- **The task**:
Pick out every line in the items below that contains the word "query", and copy each one in full.

[Start Data supplied]

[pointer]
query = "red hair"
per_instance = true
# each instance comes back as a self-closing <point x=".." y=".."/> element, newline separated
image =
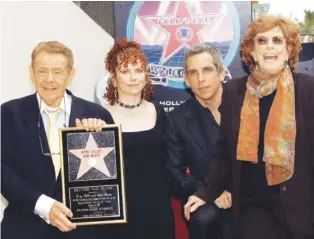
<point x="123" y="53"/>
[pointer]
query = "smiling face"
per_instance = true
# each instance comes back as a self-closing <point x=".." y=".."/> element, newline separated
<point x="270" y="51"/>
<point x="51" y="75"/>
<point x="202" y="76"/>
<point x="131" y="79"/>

[End Data supplied]
[Start Data supplied]

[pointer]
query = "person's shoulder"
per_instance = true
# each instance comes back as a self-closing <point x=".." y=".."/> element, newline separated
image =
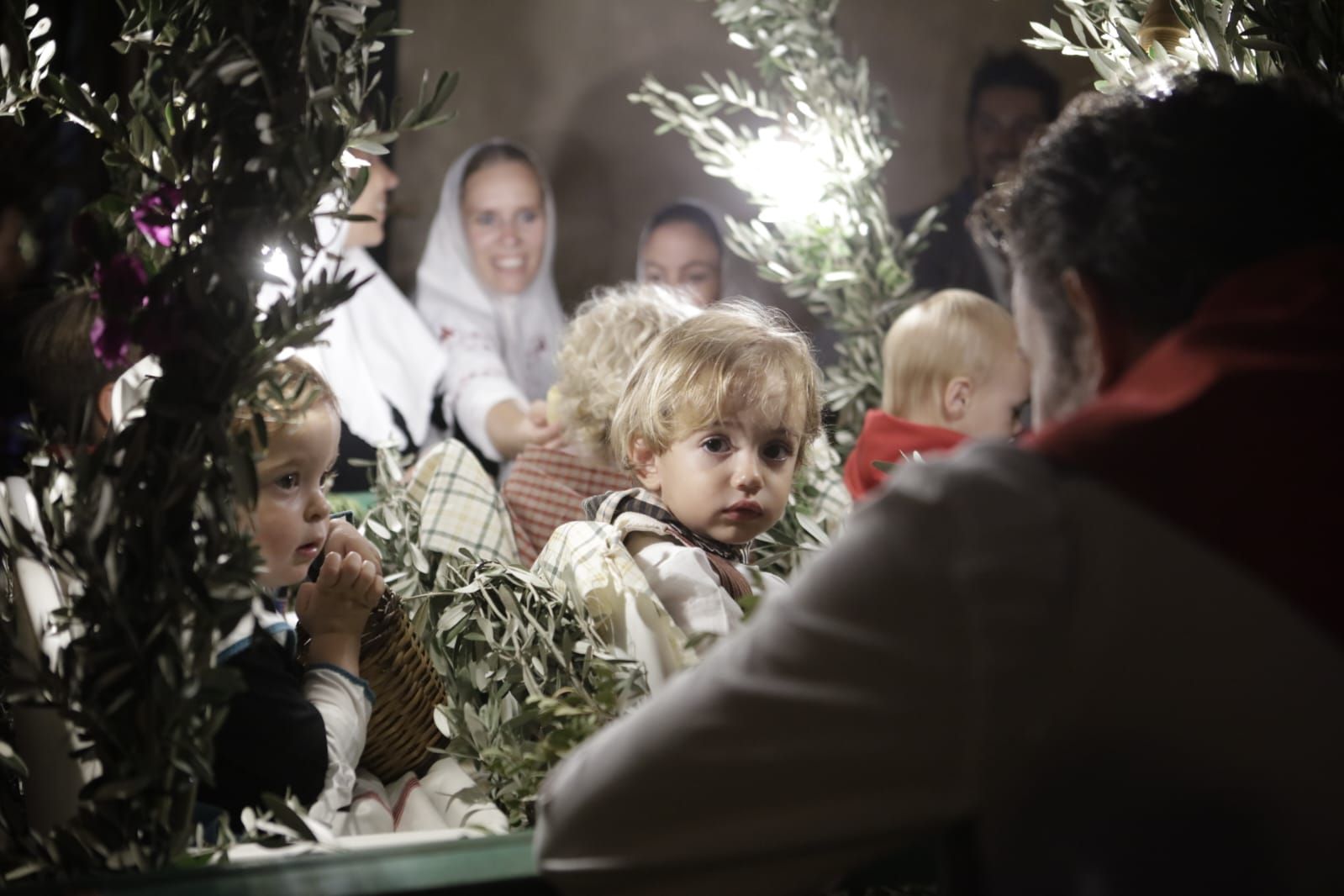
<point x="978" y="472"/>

[End Data supplied]

- **Correct answer**:
query = "red hair"
query = "smiling face"
query = "person's shoulder"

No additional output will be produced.